SUPPLIED DATA ▸
◆ ◆ ◆
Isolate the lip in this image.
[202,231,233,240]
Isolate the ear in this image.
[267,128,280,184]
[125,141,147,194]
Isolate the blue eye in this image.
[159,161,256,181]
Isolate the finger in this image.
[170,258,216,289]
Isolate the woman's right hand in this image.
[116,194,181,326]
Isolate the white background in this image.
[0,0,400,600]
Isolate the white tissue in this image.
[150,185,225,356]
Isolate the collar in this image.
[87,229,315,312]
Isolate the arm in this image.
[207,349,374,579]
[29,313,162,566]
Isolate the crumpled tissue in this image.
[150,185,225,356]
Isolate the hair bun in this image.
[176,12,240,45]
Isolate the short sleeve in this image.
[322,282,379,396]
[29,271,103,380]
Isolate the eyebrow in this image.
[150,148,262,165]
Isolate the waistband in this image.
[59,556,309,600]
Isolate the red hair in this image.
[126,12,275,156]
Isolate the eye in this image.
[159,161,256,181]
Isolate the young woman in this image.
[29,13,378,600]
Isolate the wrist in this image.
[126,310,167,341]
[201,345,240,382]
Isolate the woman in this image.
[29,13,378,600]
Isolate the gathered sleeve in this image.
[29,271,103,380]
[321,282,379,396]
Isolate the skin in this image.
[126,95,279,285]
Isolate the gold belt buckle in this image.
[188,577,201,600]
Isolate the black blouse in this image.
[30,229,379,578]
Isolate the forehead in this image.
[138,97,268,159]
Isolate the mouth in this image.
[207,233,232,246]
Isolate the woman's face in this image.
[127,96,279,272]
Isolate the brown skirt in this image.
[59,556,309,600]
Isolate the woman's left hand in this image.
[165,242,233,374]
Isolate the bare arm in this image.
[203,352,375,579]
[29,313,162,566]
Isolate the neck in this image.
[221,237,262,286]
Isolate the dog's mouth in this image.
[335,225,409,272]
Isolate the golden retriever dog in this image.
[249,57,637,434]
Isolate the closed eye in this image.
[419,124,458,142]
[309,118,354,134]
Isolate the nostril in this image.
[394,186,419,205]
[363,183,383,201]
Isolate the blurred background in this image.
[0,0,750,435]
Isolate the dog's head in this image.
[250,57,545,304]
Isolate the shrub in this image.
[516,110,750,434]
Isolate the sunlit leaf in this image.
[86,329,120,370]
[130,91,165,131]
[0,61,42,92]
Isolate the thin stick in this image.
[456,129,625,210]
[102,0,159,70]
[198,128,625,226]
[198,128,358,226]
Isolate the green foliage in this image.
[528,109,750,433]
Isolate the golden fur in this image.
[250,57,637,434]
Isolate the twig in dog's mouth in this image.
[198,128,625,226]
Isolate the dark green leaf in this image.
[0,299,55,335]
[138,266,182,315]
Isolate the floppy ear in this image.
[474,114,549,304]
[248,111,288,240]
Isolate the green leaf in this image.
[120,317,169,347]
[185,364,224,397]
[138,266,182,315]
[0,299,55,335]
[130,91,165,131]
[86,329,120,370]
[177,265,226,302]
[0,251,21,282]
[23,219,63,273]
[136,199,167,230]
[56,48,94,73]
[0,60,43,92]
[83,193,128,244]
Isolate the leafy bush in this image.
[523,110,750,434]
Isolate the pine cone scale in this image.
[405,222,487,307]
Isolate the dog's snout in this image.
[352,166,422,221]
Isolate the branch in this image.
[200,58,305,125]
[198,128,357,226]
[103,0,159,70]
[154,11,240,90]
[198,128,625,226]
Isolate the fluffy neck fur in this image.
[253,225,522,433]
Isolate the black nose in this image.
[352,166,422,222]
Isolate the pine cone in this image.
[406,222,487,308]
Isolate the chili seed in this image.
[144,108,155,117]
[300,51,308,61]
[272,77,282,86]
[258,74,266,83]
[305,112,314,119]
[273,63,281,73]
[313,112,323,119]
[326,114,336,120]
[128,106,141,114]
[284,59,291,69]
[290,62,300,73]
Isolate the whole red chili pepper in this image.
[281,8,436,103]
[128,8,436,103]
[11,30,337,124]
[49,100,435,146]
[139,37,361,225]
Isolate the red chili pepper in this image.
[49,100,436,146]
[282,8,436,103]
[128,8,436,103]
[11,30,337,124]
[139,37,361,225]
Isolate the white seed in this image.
◆ ◆ ◆
WORK TO COMPLETE ▸
Reproduce all of the records above word for word, changing nothing.

ANSWER FOR THE TASK ▸
Isolate the lip in this image.
[202,231,233,240]
Isolate the ear in this image.
[267,128,280,184]
[125,141,147,194]
Isolate the blue eye in this image.
[159,161,256,181]
Isolate the finger in this image.
[170,258,216,289]
Isolate the woman's right hand in this image.
[116,194,181,326]
Isolate the white background in this image.
[0,0,400,600]
Isolate the white tissue in this image.
[150,185,225,356]
Isolate the collar in this image.
[87,229,315,312]
Isolate the arm in this image.
[207,349,374,579]
[29,313,162,566]
Isolate the crumpled tissue in this image.
[150,185,225,356]
Isolate the hair bun in this image.
[176,12,240,45]
Isolate the short sleeve in this image.
[322,282,379,396]
[29,271,103,380]
Isolate the eyebrow in this image.
[150,148,262,165]
Isolate the waistband in this image.
[59,556,309,600]
Isolate the red hair in this image.
[126,12,275,156]
Isolate the eye in this image.
[159,161,256,181]
Isolate the young woman in this image.
[29,13,378,600]
Isolate the wrist in this image.
[126,310,167,341]
[201,345,240,382]
Isolate the woman in this image.
[29,13,378,600]
Isolate the gathered sleeve in this image.
[29,271,103,380]
[321,282,379,396]
Isolate the skin in this image.
[126,95,279,285]
Isolate the gold belt buckle in this image.
[188,577,201,600]
Isolate the black blouse in this image.
[30,229,379,578]
Isolate the forehead in this image.
[138,97,268,159]
Isolate the mouth in this image.
[207,233,232,246]
Isolate the woman's face in this image.
[127,96,279,272]
Isolate the brown skirt in this image.
[59,556,309,600]
Isolate the woman's left hand in this image.
[165,242,233,374]
Isolate the bare arm in this image.
[203,352,375,579]
[29,313,162,566]
Isolate the neck in this image.
[221,237,262,286]
Isolate the dog's mouth in this image.
[335,225,409,272]
Isolate the golden retriever dog in this image.
[249,57,637,434]
Isolate the closed eye in this image.
[419,124,458,142]
[309,118,354,134]
Isolate the nostril in this image.
[394,186,419,205]
[363,183,383,201]
Isolate the blurred background in this image.
[0,0,750,435]
Isolate the dog's head in this image.
[250,57,545,304]
Isolate the shrub in this image.
[516,110,750,434]
Isolate the sunlit leaf in this image.
[86,329,120,370]
[130,91,165,131]
[0,61,42,92]
Isolate the thin stick in this image.
[456,129,625,210]
[102,0,159,70]
[198,128,625,226]
[198,128,358,226]
Isolate the green foliage in this image.
[528,109,750,433]
Isolate the golden fur in this image.
[250,57,637,434]
Isolate the twig in dog's mouth in this image.
[198,128,625,226]
Isolate the dark green leaf in this image.
[0,299,55,335]
[138,266,182,315]
Isolate the floppy ear in this image.
[474,114,549,304]
[248,111,288,240]
Isolate the green leaf in this image.
[120,317,169,347]
[185,364,224,397]
[138,266,182,315]
[0,299,55,335]
[130,91,165,131]
[86,329,120,370]
[177,265,226,302]
[0,251,21,282]
[23,219,63,273]
[136,199,167,230]
[56,48,94,73]
[0,60,43,92]
[83,193,128,244]
Isolate the leafy bush in this image.
[523,110,750,434]
Isolate the pine cone scale in this image.
[405,222,487,307]
Isolate the dog's snout in this image.
[352,166,422,221]
Isolate the branch in this image.
[200,58,305,125]
[198,128,357,226]
[103,0,159,70]
[154,11,240,90]
[198,128,625,226]
Isolate the fluffy neck fur in this image.
[253,225,522,433]
Isolate the black nose in this image.
[352,166,422,222]
Isolate the pine cone in this image.
[406,222,487,308]
Isolate the chili seed in this image.
[144,108,155,117]
[300,51,308,61]
[272,77,282,86]
[258,74,266,83]
[305,112,314,119]
[273,63,281,73]
[313,112,323,119]
[326,114,336,120]
[128,106,141,114]
[284,59,291,69]
[290,62,300,73]
Isolate the whole red chili pepper in this image.
[281,8,436,103]
[128,8,436,103]
[11,30,337,124]
[49,100,435,146]
[139,37,361,225]
Isolate the red chili pepper in this image.
[49,100,436,146]
[282,8,436,103]
[128,8,436,103]
[11,30,337,124]
[139,37,361,225]
Isolate the white seed in this image.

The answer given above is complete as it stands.